# Stated problem
Rewrite the lines from the one containing "In this exercise you will tag the blue trousers" through the end, putting "mark" wherever "tag" appears and leaving everything else unchanged.

-- start Task inputs --

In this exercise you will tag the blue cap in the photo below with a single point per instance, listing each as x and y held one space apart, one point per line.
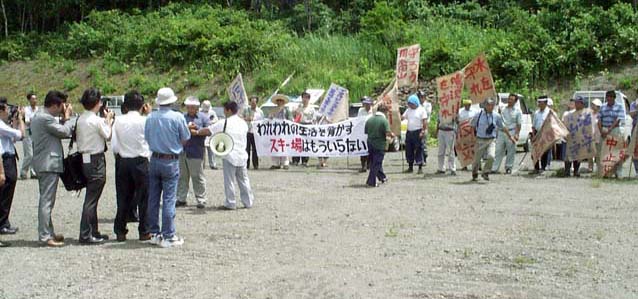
414 100
579 99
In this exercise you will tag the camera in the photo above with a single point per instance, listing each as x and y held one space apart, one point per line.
490 129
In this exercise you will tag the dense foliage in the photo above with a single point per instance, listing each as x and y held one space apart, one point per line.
352 43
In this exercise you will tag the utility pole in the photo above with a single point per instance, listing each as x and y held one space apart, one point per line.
6 23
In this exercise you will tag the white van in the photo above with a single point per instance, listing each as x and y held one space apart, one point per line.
621 100
525 136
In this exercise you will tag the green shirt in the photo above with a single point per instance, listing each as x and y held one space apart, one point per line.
376 128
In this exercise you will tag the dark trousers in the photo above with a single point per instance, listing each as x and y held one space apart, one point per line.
251 148
95 173
414 148
568 166
304 160
376 165
365 162
131 186
7 190
543 161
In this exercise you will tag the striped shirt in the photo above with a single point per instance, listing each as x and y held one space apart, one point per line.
609 114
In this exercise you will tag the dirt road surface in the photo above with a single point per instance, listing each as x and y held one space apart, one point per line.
323 234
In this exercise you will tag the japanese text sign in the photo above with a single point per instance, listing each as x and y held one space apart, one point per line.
237 93
479 81
333 102
465 142
580 140
408 66
282 138
449 89
551 132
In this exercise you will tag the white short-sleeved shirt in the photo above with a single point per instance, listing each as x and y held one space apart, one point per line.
415 118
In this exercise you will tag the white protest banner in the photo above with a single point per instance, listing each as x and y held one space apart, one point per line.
390 98
551 132
237 93
580 140
449 90
465 142
282 138
315 95
408 67
478 78
332 102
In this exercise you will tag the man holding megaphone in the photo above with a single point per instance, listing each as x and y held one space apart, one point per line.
229 142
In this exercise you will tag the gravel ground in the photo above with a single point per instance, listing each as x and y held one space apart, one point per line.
322 234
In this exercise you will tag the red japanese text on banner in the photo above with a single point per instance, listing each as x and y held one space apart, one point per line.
282 138
449 89
479 81
551 132
407 72
465 142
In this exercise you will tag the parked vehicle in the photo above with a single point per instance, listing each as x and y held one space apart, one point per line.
621 100
113 103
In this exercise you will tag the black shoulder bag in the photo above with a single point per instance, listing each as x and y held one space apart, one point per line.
73 177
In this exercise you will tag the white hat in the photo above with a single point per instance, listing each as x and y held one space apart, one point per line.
597 102
206 105
165 96
191 101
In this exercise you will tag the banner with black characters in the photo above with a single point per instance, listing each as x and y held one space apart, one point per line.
282 138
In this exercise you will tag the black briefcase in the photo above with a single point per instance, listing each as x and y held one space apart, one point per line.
73 176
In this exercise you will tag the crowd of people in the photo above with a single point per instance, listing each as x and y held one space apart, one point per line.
497 133
160 153
157 154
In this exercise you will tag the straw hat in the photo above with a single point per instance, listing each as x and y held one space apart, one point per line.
278 97
191 101
165 96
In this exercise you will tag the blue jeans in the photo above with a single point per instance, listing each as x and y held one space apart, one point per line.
414 147
163 176
376 165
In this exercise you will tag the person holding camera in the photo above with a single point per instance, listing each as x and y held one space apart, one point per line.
93 129
487 124
11 130
27 144
48 154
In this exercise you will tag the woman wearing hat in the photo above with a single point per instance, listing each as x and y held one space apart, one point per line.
539 118
281 112
417 120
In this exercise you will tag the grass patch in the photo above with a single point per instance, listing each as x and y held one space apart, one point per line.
522 261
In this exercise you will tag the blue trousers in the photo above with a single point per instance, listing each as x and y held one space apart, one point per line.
376 165
414 147
163 176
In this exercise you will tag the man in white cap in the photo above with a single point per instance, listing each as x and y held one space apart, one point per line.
250 114
166 132
512 118
417 119
595 109
235 162
191 160
280 112
537 123
212 116
487 124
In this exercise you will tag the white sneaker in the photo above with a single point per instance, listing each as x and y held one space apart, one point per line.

-- end Task inputs --

# Solution to this problem
In this exercise you will mark the blue trousers in the photo above with a single point per instance, listing each as x and y held one space apart, one point per line.
376 165
414 147
163 176
In this exercise you will mark the man in white cap in the photo above with a single point per instance, listing each as x and y held one space apart, one point per line.
250 114
166 132
512 118
417 119
595 109
235 162
191 160
280 112
537 123
212 116
487 124
In this exercise you will mark the white sneaker in the photo above with a single point per instance, listing each as x and y held one space apart, one point per line.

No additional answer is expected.